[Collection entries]
BEGIN
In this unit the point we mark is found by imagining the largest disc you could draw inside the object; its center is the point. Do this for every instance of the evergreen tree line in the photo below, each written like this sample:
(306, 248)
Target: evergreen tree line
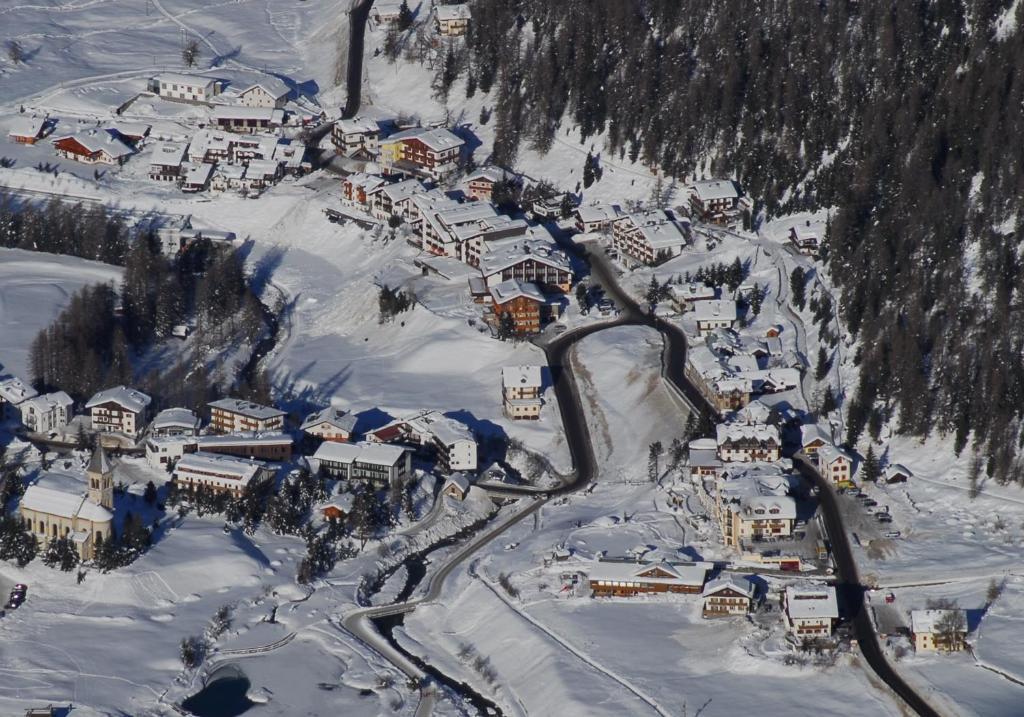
(90, 232)
(95, 341)
(915, 104)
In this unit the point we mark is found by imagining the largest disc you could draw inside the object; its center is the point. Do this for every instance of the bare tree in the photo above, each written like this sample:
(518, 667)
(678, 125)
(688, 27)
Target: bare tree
(189, 53)
(14, 51)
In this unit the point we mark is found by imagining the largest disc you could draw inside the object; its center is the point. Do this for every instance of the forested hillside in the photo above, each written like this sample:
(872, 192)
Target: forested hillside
(905, 117)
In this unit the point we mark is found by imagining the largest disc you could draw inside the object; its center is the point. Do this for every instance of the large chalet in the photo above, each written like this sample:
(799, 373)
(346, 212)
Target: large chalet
(119, 410)
(647, 238)
(94, 146)
(741, 444)
(434, 153)
(233, 415)
(717, 201)
(627, 579)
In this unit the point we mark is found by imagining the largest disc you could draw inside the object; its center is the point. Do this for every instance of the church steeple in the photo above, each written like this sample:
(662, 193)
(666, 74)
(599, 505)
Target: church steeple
(100, 475)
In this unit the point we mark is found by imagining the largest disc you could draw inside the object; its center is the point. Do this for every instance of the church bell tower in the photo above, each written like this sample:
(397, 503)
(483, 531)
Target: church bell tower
(100, 475)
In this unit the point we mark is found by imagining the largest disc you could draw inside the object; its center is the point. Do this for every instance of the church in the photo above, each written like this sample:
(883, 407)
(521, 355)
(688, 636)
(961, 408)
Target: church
(55, 506)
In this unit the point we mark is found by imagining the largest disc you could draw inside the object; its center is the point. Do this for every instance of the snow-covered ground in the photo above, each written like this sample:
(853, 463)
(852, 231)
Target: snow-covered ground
(554, 650)
(34, 287)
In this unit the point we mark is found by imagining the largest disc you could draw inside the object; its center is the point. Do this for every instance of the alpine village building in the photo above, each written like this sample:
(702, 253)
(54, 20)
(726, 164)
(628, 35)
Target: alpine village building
(434, 153)
(119, 410)
(726, 597)
(54, 507)
(236, 416)
(627, 579)
(521, 392)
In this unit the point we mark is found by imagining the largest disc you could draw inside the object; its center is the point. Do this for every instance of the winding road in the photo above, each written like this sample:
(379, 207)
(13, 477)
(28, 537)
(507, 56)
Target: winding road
(851, 593)
(578, 436)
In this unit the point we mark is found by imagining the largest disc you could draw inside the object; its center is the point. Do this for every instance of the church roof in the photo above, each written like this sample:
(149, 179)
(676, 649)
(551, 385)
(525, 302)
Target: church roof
(99, 463)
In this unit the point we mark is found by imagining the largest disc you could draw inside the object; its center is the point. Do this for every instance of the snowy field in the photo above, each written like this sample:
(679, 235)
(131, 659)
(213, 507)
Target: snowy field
(554, 651)
(34, 287)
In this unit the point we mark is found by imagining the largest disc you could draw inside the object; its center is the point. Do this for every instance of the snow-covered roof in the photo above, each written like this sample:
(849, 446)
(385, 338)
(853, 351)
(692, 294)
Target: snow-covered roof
(271, 85)
(247, 409)
(597, 212)
(368, 182)
(218, 465)
(168, 154)
(189, 80)
(198, 174)
(250, 438)
(492, 174)
(768, 508)
(229, 171)
(98, 141)
(710, 190)
(513, 288)
(697, 291)
(131, 130)
(829, 454)
(338, 453)
(175, 418)
(925, 622)
(66, 504)
(332, 416)
(400, 190)
(437, 139)
(741, 431)
(691, 574)
(515, 252)
(429, 423)
(715, 309)
(897, 469)
(98, 461)
(342, 502)
(379, 454)
(236, 112)
(811, 602)
(460, 479)
(446, 13)
(27, 126)
(705, 458)
(261, 169)
(357, 125)
(754, 413)
(812, 432)
(43, 404)
(521, 376)
(131, 398)
(14, 390)
(740, 585)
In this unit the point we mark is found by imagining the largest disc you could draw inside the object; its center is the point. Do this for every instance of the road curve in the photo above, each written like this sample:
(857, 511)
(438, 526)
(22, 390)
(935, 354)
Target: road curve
(851, 592)
(357, 18)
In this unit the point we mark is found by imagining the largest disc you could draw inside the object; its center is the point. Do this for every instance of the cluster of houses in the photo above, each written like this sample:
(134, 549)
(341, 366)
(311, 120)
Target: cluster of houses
(522, 275)
(730, 368)
(810, 610)
(239, 149)
(653, 236)
(222, 160)
(110, 143)
(265, 104)
(449, 19)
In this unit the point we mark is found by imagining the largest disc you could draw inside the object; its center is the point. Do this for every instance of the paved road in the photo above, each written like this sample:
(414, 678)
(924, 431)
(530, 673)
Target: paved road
(357, 17)
(851, 592)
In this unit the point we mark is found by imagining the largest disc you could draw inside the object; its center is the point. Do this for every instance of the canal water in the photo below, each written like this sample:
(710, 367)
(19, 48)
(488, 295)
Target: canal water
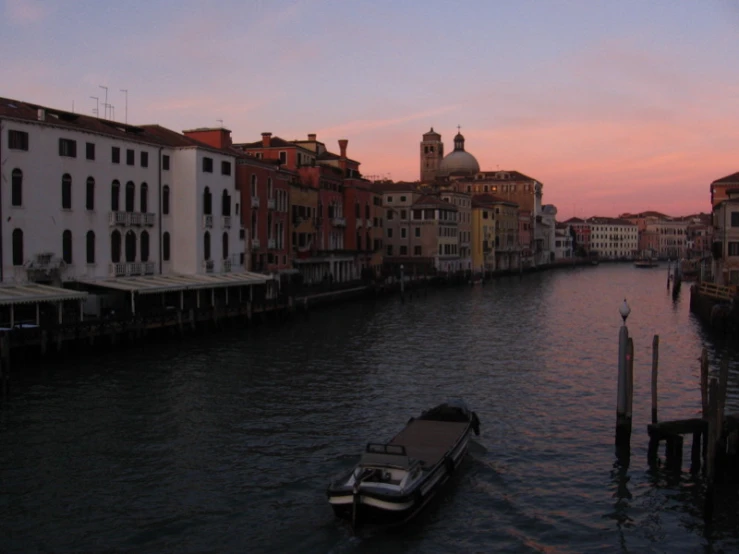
END
The answer should match the data above word for word, with no pictures in it.

## OUTPUT FOR THIS TASK
In this unit the point we mark is found by imagining the largest disc you could draw inside the object; its center is the point. Do this for every instance of the evergreen tree line in the photo below, each written like this sample:
(306, 248)
Target: evergreen tree line
(90, 232)
(95, 341)
(915, 104)
In this unit the point we mark is found by imagining the largest disc you could draw inside the object; its center is the point. Do this for every instance of the bare tree in the photo above, each written like this sample:
(518, 667)
(678, 125)
(688, 27)
Target: bare tree
(189, 53)
(14, 51)
In this unit the point we mark is found by imagining the largest disc you could draw inside the object; its center is the point. Do this for every instance of the forested hillside in the photo above, each written like this sample:
(872, 192)
Target: forested hillside
(905, 117)
In this unit the point we mark is found by imagining the largest disc you could draw inside the object; its center is the point. Do this for every instance of the large chalet in the photo above, each written like this sample:
(799, 373)
(346, 212)
Target: large chalet
(119, 410)
(647, 238)
(94, 146)
(741, 444)
(434, 153)
(233, 415)
(717, 201)
(627, 579)
In this unit the point we mark is found by imagining the largest disc you could draw inside the object; its center is the point. Do this for every instance of the church steeple in the photo above, each written like this sample:
(662, 193)
(666, 74)
(599, 505)
Target: church steeple
(100, 475)
In this unit the point we mark is found by imagining the largest disc you could draw inside the object; its center is the point. Do this for every instance of the church bell tower in the photo above, each written like this sample:
(397, 503)
(483, 531)
Target: church bell tower
(100, 475)
In this unit the point we mark is found by imagining the largest disc you could draw inside the object; its center is the point. Do this for every instance of the church in the photo above, each written like this sample:
(883, 407)
(521, 355)
(688, 636)
(961, 408)
Target: church
(55, 506)
In this unit the point we mark is found by imagining the largest disc you could draw inside the object; its center is the point. Do this for every instance of the snow-covered ground in the photo above, each written like this sample:
(853, 463)
(852, 231)
Target: snow-covered ground
(554, 650)
(34, 287)
In this unit the point we mark is found by imagining the largest disc you could draw inside the object; its center is the point. Do this for every instance of the alpine village building in the photo above, each written like this sample:
(702, 253)
(54, 20)
(726, 164)
(628, 35)
Target: alpine village building
(434, 153)
(119, 410)
(726, 597)
(54, 507)
(236, 416)
(627, 579)
(521, 392)
In this unit the point we mark is found by imagining the largest disc you could draw inside the object; its center is the point. Do this for every instance of the winding road in the photo above, each written like this sample:
(379, 207)
(13, 477)
(28, 537)
(507, 56)
Target: winding road
(851, 593)
(578, 436)
In this unit the point we mark is found by imagining the largest disc you could draw inside the object; its center is the point. Do this for every instance of the church roof in the photo above, each written like this sample:
(149, 179)
(676, 649)
(551, 385)
(525, 302)
Target: church roof
(99, 463)
In this unit the point we mark is found by imagining the largest disc you could draw inside the object; its center is the point. Do this for every instance of the snowy field in the photo above, each written like this sample:
(679, 235)
(131, 659)
(213, 507)
Target: snowy field
(554, 651)
(34, 287)
In this unit the point we mark is found by imagining the largest disc you could draw inside the object; its center is the point. Do this for every instance of the snow-covered roof in the photo above, each written like this sample:
(849, 446)
(385, 338)
(853, 351)
(692, 294)
Target: snow-covered roof
(271, 85)
(247, 409)
(597, 212)
(368, 182)
(218, 465)
(168, 154)
(189, 80)
(198, 174)
(250, 438)
(492, 174)
(768, 508)
(229, 171)
(98, 141)
(710, 190)
(513, 288)
(697, 291)
(131, 130)
(829, 454)
(338, 453)
(175, 418)
(925, 622)
(66, 504)
(332, 416)
(400, 190)
(437, 139)
(741, 431)
(691, 574)
(515, 252)
(429, 423)
(715, 309)
(897, 469)
(98, 461)
(342, 502)
(379, 454)
(236, 112)
(811, 602)
(460, 479)
(446, 13)
(27, 126)
(705, 458)
(261, 169)
(357, 125)
(754, 413)
(812, 432)
(43, 404)
(521, 376)
(131, 398)
(14, 390)
(740, 585)
In this unit the point we mark is found by imagining the largest disc you could draw inside the object; its center is the point. Do this for every instance of the road curve in the photo above, each written like this sample:
(857, 511)
(438, 526)
(22, 390)
(935, 354)
Target: road curve
(851, 592)
(357, 18)
In this unit the point we mark is found by imagining the largest disc you could draw inside the object; its center is the point. Do this for every instance of the cluster of houses in the photo above, each written like this sample:
(134, 549)
(341, 366)
(311, 120)
Target: cluster of houses
(522, 275)
(730, 368)
(810, 610)
(239, 149)
(653, 236)
(222, 160)
(110, 143)
(265, 104)
(449, 19)
In this unit the point we mark is found by imagining the largest disc you could draw inside the object; its center is the point. Do this for every instance of the paved road in the photo above, each written like this sample:
(414, 678)
(924, 431)
(530, 673)
Target: paved road
(357, 17)
(851, 592)
In this unit the point we mark is found by imagining the largest disc you could draw inside the object; its center is the point. Do this for every instance of the canal water in the photo below, each written like this sample:
(710, 367)
(19, 48)
(488, 295)
Target: canal water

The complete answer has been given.